ENTRIES SHOWN
######

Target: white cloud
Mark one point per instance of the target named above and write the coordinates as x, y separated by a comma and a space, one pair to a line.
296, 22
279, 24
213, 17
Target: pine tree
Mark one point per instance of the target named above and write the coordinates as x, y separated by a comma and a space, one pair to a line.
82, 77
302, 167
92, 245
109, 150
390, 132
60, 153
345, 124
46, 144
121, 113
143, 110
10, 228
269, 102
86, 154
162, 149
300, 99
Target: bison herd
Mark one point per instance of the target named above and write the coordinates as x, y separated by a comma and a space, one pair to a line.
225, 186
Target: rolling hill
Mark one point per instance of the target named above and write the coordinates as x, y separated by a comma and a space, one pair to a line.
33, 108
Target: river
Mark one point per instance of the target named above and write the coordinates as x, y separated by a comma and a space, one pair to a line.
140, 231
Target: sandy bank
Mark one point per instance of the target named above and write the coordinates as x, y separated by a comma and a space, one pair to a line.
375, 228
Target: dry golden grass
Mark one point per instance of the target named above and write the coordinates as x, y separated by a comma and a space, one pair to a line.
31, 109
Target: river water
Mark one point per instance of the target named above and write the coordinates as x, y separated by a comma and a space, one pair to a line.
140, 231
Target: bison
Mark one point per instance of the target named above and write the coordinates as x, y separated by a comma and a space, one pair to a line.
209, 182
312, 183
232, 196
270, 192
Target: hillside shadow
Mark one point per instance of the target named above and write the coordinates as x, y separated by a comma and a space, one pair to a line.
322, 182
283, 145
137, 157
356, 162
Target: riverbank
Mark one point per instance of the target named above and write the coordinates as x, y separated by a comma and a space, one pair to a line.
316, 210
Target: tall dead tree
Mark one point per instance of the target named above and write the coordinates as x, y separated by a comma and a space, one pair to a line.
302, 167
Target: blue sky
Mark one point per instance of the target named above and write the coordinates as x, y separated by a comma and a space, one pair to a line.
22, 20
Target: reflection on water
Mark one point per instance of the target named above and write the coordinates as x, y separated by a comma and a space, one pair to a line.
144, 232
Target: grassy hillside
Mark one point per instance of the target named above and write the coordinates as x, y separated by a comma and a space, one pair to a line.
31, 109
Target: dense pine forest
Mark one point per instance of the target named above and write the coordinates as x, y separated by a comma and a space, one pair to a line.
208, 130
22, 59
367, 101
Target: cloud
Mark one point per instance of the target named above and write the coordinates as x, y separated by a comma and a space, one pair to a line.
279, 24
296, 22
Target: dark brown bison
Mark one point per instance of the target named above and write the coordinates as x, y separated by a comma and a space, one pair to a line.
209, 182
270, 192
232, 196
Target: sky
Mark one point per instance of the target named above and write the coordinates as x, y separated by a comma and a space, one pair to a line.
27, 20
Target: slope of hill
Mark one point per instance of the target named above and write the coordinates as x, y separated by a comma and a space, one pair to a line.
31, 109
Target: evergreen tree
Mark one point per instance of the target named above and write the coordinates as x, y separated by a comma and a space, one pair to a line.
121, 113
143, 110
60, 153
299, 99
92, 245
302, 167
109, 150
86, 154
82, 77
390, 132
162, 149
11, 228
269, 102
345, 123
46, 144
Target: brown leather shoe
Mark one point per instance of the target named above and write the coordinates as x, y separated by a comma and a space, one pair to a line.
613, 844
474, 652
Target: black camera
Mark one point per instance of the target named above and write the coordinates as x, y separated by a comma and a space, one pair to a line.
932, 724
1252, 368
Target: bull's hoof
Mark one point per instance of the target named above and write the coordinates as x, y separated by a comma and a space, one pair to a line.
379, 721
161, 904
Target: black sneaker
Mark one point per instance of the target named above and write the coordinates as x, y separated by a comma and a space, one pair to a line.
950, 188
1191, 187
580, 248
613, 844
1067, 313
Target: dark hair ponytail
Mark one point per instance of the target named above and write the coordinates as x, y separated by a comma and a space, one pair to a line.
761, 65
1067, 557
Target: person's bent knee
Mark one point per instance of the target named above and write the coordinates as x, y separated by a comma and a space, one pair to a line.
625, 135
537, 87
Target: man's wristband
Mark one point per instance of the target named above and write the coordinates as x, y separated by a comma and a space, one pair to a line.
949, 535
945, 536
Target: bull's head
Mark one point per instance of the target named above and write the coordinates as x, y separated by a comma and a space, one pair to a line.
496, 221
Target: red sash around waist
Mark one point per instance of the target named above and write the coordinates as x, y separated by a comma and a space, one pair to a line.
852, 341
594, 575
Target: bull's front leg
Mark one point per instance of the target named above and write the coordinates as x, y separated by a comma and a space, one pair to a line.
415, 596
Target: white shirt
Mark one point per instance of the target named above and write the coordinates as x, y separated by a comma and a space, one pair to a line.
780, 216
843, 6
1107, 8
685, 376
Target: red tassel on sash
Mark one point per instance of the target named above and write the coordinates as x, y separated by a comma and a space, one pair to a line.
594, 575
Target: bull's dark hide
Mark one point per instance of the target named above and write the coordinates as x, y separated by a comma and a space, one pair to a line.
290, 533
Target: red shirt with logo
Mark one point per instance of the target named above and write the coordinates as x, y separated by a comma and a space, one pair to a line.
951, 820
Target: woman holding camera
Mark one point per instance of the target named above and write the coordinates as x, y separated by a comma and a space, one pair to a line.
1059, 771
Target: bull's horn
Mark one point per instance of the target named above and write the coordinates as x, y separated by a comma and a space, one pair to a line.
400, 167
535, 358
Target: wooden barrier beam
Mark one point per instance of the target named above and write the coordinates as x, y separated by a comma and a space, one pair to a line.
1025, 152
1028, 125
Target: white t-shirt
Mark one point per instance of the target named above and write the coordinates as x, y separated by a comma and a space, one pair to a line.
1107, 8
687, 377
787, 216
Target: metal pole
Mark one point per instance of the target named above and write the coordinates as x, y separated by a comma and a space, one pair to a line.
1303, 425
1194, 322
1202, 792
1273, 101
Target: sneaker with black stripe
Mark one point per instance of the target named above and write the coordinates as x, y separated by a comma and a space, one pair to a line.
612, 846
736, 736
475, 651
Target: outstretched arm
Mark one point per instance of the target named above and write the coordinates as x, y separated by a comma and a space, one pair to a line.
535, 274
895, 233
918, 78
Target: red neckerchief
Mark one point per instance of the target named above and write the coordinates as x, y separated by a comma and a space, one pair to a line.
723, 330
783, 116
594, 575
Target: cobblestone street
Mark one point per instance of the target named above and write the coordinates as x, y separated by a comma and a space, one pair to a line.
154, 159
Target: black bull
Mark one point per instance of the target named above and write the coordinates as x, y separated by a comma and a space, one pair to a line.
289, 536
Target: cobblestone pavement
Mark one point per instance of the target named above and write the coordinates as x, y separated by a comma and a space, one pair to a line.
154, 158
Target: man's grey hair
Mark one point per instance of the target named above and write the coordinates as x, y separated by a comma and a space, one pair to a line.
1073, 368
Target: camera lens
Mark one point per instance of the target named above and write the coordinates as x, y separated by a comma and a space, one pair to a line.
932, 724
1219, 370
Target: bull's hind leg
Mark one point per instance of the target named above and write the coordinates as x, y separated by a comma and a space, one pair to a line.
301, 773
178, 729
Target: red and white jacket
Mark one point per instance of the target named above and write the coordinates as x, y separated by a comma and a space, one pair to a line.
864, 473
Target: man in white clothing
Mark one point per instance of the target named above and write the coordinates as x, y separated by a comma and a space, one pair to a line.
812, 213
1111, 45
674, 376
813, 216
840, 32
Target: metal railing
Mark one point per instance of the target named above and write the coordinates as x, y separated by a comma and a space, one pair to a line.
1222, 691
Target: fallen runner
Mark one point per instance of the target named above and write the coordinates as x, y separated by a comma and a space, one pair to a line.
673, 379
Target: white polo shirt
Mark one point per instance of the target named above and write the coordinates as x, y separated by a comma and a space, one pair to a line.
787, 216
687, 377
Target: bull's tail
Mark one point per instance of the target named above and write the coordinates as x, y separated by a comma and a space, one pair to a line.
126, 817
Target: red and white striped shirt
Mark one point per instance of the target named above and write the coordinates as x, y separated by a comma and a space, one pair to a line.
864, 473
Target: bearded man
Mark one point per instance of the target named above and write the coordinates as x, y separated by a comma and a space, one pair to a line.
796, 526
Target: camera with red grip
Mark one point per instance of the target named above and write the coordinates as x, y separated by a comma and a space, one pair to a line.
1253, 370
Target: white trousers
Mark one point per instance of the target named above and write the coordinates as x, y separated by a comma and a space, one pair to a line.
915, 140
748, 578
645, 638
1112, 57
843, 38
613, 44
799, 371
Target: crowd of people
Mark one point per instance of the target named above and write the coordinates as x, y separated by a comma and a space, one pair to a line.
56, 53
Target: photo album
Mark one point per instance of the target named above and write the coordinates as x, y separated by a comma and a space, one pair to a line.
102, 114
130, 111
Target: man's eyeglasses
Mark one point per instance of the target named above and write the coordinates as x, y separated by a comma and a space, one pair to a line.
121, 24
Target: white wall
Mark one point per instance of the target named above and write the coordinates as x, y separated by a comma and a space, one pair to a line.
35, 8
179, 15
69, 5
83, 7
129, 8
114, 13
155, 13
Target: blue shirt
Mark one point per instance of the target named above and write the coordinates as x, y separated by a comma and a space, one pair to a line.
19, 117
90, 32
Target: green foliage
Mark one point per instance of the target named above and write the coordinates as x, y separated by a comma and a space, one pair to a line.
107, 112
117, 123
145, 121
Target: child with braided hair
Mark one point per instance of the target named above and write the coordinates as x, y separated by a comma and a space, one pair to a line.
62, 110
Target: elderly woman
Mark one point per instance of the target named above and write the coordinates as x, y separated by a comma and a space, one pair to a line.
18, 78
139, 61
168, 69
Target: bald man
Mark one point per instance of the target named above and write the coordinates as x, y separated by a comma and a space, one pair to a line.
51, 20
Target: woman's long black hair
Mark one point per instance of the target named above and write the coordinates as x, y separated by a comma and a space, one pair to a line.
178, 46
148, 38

######

EXERCISE REQUIREMENTS
Pull out all lines in the data above that include "shirt".

PROBLEM SOLUTION
Target: white shirt
Target: red shirt with logo
Target: white t-shirt
Target: white polo shirt
Target: red and white striped shirt
Target: blue shirt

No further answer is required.